The data |
[Start of Attachment]
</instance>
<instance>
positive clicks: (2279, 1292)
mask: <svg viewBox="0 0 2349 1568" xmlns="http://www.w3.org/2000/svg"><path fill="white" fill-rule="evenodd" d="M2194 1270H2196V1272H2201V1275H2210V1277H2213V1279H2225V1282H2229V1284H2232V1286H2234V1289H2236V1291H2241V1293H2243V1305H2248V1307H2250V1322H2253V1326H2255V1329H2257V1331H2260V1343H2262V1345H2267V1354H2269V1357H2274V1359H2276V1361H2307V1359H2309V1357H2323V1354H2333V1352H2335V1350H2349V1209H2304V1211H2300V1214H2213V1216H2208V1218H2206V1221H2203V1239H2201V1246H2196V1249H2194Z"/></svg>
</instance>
[End of Attachment]
[Start of Attachment]
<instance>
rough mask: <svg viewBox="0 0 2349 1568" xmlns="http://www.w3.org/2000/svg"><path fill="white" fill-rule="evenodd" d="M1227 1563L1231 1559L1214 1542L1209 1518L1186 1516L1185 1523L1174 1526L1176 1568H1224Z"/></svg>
[End of Attachment]
Description of the task | State how many lines of the data above contain the string "mask", matching case exactly. Give only the number.

Exercise answer | 2